--- START ---

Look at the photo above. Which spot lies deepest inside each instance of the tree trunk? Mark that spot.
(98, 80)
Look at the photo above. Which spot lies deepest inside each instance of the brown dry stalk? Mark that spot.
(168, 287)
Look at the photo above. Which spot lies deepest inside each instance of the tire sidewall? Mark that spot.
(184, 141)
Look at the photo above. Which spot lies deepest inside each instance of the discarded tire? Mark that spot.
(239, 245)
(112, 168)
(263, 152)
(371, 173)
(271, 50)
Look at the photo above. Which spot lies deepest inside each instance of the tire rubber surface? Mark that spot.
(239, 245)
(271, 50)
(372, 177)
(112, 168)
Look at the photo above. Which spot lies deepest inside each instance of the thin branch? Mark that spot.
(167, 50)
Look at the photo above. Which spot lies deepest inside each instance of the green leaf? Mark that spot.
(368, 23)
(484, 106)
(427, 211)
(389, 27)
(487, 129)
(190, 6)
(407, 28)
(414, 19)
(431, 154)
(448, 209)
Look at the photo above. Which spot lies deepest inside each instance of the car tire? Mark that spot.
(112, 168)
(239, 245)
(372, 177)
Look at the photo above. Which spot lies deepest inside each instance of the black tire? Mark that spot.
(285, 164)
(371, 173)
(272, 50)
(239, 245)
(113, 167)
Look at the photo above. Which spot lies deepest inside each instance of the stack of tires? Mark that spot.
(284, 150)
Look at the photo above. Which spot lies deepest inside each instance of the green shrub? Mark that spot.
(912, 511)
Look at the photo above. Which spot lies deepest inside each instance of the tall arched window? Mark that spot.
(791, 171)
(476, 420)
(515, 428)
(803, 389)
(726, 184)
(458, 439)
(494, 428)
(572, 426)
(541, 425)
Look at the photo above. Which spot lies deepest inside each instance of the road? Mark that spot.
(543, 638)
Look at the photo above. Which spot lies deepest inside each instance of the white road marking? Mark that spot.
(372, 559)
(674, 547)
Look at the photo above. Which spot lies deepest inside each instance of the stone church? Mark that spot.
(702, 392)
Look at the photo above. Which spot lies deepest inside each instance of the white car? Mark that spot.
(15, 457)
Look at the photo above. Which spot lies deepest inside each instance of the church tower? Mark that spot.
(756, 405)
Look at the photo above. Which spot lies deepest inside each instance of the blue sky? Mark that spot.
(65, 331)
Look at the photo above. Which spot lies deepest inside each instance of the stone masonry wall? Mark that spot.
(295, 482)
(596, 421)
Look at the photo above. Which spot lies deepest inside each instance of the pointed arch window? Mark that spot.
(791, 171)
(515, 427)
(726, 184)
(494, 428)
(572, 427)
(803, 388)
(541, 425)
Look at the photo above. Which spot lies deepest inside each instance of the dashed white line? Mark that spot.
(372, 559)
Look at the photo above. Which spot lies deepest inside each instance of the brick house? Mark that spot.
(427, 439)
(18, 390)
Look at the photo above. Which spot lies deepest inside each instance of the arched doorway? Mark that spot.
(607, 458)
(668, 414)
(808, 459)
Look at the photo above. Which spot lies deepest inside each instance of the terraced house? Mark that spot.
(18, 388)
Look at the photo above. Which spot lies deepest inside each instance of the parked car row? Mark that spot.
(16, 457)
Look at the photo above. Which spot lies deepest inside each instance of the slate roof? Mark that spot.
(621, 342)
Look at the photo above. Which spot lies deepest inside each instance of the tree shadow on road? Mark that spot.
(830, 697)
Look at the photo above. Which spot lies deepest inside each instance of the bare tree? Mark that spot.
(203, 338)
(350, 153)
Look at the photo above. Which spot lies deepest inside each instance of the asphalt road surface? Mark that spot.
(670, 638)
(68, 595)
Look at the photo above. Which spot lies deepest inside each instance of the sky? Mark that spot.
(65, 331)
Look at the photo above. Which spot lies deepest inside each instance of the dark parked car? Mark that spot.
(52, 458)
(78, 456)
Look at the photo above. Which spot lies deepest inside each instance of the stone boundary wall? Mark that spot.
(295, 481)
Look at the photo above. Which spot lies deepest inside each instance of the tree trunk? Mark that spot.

--- END ---

| Exercise objective |
Write out again only the lines from the one with "parked car? Mark that spot." through the last line of the records above. Keep every word as it stands.

| Written reply |
Look at the photo above. Which spot lies deepest inside each instance of the dark parked car? Mark that spot.
(52, 458)
(78, 456)
Look at the photo above. Which spot lies deepest inside each instance of the stone boundary wall? Mark that spot.
(295, 481)
Look at the photo above. Which spot lies deepest inside each instance of the tree trunk? Mark that spot.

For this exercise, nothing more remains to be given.